# AIM OF THE TASK
In the listing below, tally each line that contains "ornament". Reply with the total only.

►

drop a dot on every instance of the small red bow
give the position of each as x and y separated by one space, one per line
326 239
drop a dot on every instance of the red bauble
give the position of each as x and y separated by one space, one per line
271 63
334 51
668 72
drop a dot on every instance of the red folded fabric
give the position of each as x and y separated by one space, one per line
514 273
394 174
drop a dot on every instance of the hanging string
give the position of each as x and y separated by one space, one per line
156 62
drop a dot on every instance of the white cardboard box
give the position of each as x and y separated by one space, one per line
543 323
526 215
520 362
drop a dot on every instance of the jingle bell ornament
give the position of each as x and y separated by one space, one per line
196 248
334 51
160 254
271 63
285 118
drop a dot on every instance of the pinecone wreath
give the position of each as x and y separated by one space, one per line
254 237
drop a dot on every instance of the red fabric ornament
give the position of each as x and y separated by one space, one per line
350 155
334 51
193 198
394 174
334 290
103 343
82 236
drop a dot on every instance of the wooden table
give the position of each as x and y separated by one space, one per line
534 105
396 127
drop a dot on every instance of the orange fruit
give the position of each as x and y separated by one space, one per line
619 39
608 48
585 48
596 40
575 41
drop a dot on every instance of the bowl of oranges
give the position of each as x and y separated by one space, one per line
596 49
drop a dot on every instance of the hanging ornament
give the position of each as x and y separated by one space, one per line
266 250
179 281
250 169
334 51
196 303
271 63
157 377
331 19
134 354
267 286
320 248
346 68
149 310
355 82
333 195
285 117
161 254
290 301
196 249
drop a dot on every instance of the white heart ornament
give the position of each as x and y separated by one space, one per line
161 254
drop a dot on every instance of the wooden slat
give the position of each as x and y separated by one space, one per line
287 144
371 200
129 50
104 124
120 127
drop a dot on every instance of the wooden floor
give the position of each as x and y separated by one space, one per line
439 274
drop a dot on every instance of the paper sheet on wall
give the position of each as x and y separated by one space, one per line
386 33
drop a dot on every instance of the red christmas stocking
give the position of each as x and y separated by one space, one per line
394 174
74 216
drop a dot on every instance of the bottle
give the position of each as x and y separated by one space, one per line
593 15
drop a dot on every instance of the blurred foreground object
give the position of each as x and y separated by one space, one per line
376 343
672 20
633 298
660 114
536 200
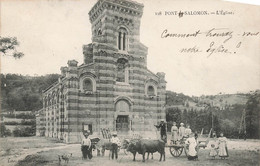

◄

# SOLUTION FOR THIS EXERCISE
4